• _Questions_
**A.** In the article on protein and food costs, what price per kilogram does the writer give for dried chickpeas at Countdown?
**B.** Write out the part of the protein article between "Is your food" and "more than $20kg.", inclusive.

• _Quoted passage_

Is your food bill out of control? It could be that big lump of protein on your plate
Protein – at least the meaty versions – is expensive. And research indicates that we’re obsessed with protein, to our detriment. Most Kiwis spend far too much on that protein, by not eating and shopping consciously.
It’s simple to cut the cost of a plate of food radically. First off, not all protein is created equal when it comes to cost. A nice sirloin steak for four can cost $25 before you even add veges to the plate. Even own brand sausages can cost more than $20kg.
Think for yourself to slim down the protein on your plate
Here in New Zealand we’re conditioned to believe that protein comes from the meat element of meat and three veg. Fine if your wallet and arteries can afford it. But there are tasty alternatives that cost several times less.
Let’s get one thing straight: I love a good steak. But the vegans have it right. A medium priced steak such as sirloin is $32.99kg at Countdown. Dried chickpeas are $6.60kg at the same supermarket and weigh much more when cooked. This is one of many sneaky tricks to cut down your shopping bill.
How to slim down your protein, your plate and your budget
Cost that plate. Observe your dinners for a week and work out the cost per plate of your protein. That’s pretty easy if it’s meat. If you are spending more than $3 a plate you have a lot of work to do. In our house it’s more like $1.50 to $2 most nights. In our house we sometimes buy tofu from the Chinese shop (hint, it’s way nicer than the supermarket and costs half as much). The whole family can be fed for $4 of protein and that isn’t a typo.
Cut that lump. The New Zealand Meat Board has done an amazing job since 1922 of convincing us Kiwis that you need a huge hunk of meat on your plate in order to be healthy. Most Kiwis eat more than enough protein. Just look at the Japanese who use meat more as a garnish. So take those lovely portions of sirloin steak from the supermarkets and cut them in half and bulk the meal out with more vegetable on the plate. That’s going to make you and your wallet more healthy. If you want to get technical. Consider the cost per gram of protein; 100g of cooked chickpeas contain approximately 19g of protein and chicken 24g.

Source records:
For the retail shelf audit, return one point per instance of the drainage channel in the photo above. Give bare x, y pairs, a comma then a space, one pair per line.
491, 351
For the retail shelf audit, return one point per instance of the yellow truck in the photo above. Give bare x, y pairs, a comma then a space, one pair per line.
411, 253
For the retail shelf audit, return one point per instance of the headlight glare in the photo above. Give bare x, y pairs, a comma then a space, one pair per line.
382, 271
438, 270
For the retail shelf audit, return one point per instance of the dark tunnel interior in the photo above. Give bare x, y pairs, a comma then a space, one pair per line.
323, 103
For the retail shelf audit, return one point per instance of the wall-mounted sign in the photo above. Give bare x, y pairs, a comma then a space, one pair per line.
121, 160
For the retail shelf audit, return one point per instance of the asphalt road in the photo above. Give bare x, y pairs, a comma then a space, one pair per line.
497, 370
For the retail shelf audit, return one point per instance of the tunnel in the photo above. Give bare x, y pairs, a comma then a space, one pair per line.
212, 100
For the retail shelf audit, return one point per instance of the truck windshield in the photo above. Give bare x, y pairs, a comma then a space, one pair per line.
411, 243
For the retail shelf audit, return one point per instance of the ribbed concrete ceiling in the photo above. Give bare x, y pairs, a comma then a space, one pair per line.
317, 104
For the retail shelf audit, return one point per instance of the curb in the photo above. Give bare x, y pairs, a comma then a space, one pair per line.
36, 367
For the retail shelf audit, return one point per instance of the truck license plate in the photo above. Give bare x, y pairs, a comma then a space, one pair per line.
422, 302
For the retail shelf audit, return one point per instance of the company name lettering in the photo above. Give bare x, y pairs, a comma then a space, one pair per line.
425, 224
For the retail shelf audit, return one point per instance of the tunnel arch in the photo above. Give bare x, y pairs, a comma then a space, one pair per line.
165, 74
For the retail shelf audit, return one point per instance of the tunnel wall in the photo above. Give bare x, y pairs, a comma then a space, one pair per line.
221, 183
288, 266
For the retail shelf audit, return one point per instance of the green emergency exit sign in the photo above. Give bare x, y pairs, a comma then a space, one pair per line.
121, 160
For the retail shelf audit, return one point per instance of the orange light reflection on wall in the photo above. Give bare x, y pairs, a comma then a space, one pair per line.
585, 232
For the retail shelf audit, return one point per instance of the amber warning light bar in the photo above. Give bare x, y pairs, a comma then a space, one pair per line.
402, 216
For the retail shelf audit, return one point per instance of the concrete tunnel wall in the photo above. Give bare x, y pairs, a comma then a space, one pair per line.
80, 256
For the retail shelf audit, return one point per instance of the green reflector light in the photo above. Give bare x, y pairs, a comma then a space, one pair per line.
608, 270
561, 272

• _Activity answers_
**A.** $6.60 per kilogram.

**B.**
Is your food bill out of control? It could be that big lump of protein on your plate
Protein – at least the meaty versions – is expensive. And research indicates that we’re obsessed with protein, to our detriment. Most Kiwis spend far too much on that protein, by not eating and shopping consciously.
It’s simple to cut the cost of a plate of food radically. First off, not all protein is created equal when it comes to cost. A nice sirloin steak for four can cost $25 before you even add veges to the plate. Even own brand sausages can cost more than $20kg.